- _SOURCE PASSAGE_
◇ ◇ ◇ ◇

Help for testing latest PhotoFlow version (particularly on Windows)

Carmelo_DrRaw · January 26, 2017, 12:33pm

Ok, there are clearly some bad coordinates… do you still have the full log? I would need to see the messages before the “pont @” lines. Which, by the way, seem to be too many, and repeating…

heckflosse · January 26, 2017, 12:42pm

Here’s a full log
log.7z (65.2 KB)

Carmelo_DrRaw · January 26, 2017, 12:57pm

Is this the log that corresponds to the crash? I’m asking because I cannot find the lines like

point @ x0=71170300  y0=71170313

in your full log…

Thanks!

heckflosse · January 26, 2017, 1:02pm

No, I had make a new one. But it corresponds to a crash

Carmelo_DrRaw · January 26, 2017, 3:43pm

I start to suspect some problem related to standard C++ containers (std::list and/or std::vector). All crashes seem to happen when accessing container elements… I need to check if I am not doing something wrong there.

Silvio_Grosso · January 26, 2017, 6:54pm

Hello,

I have downloaded today’s version : Unzipped on Windows 7 (64 bit).
As usual it is extremely easy to crash PhotoFlow with the clone stamp tool : tried on several images (jpeg - Nef from Nikon D700)

I have created the usual backtrace through gdb [1] and with the messages printed on prompt console [2]

I have further investigated the crash which easily occurs while opening different big D810 nef images (around 40-50 Mb each). Photoflow alwasy crashes when you open a second different Nef image.
Tried on 3 different computers and different Windows versions (7 - 8.1 - 10).
Here you can take a look at the messages got toninght from the prompt [3].
As soon as I have tried to open a new different D810 Nef image PhotoFlow has crashed suddenly (the first Nef image always worked great instead).
For this crash I have tried to get a full backtrace too but it was never “produced”.
Here you can take a look a the gbd prompt console:

THANKS a lot indeed !

[1] https://dl.dropboxusercontent.com/u/3095134/PC_TRUCCHI/BUG_REPORTS/2016-01-26-logs/Backtrace_stamp_clone_tool_crash.txt
[2] https://dl.dropboxusercontent.com/u/3095134/PC_TRUCCHI/BUG_REPORTS/2016-01-26-logs/Prompt_messaga_crash_clone_tool.txt
[3] https://dl.dropboxusercontent.com/u/3095134/PC_TRUCCHI/BUG_REPORTS/2016-01-26-logs/prompt_message_nef_d810_crash.txt

floessie · January 26, 2017, 7:53pm

Hm, you are working on refs to refs to refs (std::list< std::pair<int, int> >& ← PF::Stroke<PF::Stamp>& ← PF::StrokesGroup& ← …) which is okay and efficient, but are you sure that no other thread is modifying the base instance? I must admit, I only had a quick look at the link to GitHub you provided…

Carmelo_DrRaw · January 26, 2017, 8:02pm

@floessie I just came more or less to the same conclusion… I am messing up with threads, and I need to protect the modifications to the container objects with mutexes.

Hopefully it is as simple as that

Thanks for looking!

◇ ◇ ◇ ◇

- _REQUESTS_
1. Please quote the stretch of the PhotoFlow testing thread from "Carmelo_DrRaw · January 26, 2017, 8:02pm" through "objects with mutexes.".
2. Extend the PhotoFlow testing thread onward from its last line.
The data after this point is not needed.

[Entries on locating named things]
◇ ◇ ◇ ◇

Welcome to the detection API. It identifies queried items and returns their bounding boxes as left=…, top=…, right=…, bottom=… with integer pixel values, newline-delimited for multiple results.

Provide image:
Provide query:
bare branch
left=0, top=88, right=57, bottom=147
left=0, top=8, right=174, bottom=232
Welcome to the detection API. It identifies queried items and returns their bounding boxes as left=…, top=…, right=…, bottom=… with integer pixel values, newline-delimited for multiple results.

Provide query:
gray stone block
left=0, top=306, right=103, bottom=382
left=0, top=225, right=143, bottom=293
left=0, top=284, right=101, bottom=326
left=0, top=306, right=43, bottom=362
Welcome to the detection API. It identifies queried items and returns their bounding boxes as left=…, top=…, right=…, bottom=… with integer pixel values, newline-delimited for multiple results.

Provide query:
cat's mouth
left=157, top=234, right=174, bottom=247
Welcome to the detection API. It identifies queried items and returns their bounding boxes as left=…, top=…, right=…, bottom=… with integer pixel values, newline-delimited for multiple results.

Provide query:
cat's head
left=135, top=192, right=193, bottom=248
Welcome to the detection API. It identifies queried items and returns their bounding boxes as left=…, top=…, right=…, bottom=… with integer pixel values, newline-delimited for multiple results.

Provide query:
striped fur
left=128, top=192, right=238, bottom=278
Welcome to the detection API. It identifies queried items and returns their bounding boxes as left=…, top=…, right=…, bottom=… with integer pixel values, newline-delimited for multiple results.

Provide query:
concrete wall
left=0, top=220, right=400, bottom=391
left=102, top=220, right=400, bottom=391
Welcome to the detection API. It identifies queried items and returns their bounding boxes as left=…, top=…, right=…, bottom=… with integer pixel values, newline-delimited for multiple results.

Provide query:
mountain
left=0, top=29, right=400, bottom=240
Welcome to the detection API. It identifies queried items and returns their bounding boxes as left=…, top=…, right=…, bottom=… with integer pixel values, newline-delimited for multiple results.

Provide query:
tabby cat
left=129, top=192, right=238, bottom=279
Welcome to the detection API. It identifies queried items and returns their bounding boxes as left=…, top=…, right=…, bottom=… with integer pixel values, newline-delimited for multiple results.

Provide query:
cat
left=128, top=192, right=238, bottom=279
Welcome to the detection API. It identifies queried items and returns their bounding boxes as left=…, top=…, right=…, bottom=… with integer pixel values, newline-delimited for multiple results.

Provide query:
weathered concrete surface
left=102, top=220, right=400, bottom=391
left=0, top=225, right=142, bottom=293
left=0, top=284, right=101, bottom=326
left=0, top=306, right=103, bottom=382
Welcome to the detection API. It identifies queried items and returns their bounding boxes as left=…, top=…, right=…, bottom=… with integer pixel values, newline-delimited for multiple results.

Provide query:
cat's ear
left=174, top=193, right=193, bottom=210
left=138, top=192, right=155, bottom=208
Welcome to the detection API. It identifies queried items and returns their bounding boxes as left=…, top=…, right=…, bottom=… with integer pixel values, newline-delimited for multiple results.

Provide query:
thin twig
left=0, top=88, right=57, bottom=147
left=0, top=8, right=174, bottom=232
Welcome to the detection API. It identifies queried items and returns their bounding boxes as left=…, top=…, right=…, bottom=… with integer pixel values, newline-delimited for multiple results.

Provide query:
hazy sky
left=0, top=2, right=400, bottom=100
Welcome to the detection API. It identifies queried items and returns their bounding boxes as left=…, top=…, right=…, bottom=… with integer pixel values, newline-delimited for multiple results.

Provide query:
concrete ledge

◇ ◇ ◇ ◇

- _SOLVED TASKS_
1.
Carmelo_DrRaw · January 26, 2017, 8:02pm

@floessie I just came more or less to the same conclusion… I am messing up with threads, and I need to protect the modifications to the container objects with mutexes.

2.
heckflosse · January 26, 2017, 8:22pm

That’s the first step to get completely confused. Maybe a different threading would be more clear…

Carmelo_DrRaw · January 26, 2017, 8:31pm

Well, in fact it is a bit more complicated… all tools in PhF process the image data chunk-wise in several parallel threads, and each thread has it’s own private copy of the parameters, therefore there is no need for mutexes. Also, tool parameters are usually atomic (integer or float values, or fixed-size arrays at worse), with two notable exceptions: the draw tool and the clone/stamp tool, which require complex sort-of-lists-of-vectors-of-objects-with-lists-of-pairs-… in other words, quite complex structures with dynamic sizes.

So those two tools need some “special” treatment.

By the way, a different threading is out of discussion for the moment. The parallel processing is handled very well by the underlying VIPS library, and I have no good reason to change this part

floessie · January 27, 2017, 8:15am

Maybe, instead of serializing the whole processing on a mutex for these two tools, it could be beneficial to work on copies of those sort-of-lists-of-vectors-of-objects-with-lists-of-pairs-… and merge them under a mutex later, if that’s applicable(?).

Carmelo_DrRaw · January 27, 2017, 8:27am

Maybe we are thinking about the same solution… my idea is to make a local copy of the sort-of-lists-of-vectors-of-objects-with-lists-of-pairs-… structure at the beginning of the processing of each chunk, and only protect this copying phase with a mutex, so that the mutex can be released as soon as possible.

assaft · January 27, 2017, 11:13am

I’m trying to understand the arch - are you saying that the image is divided into chunks (E.g. for simplicity, 4 quarters) and then a thread is created per chunk to process each chunk’s data throughout the sequence of layers, and at the end the chunks are merged?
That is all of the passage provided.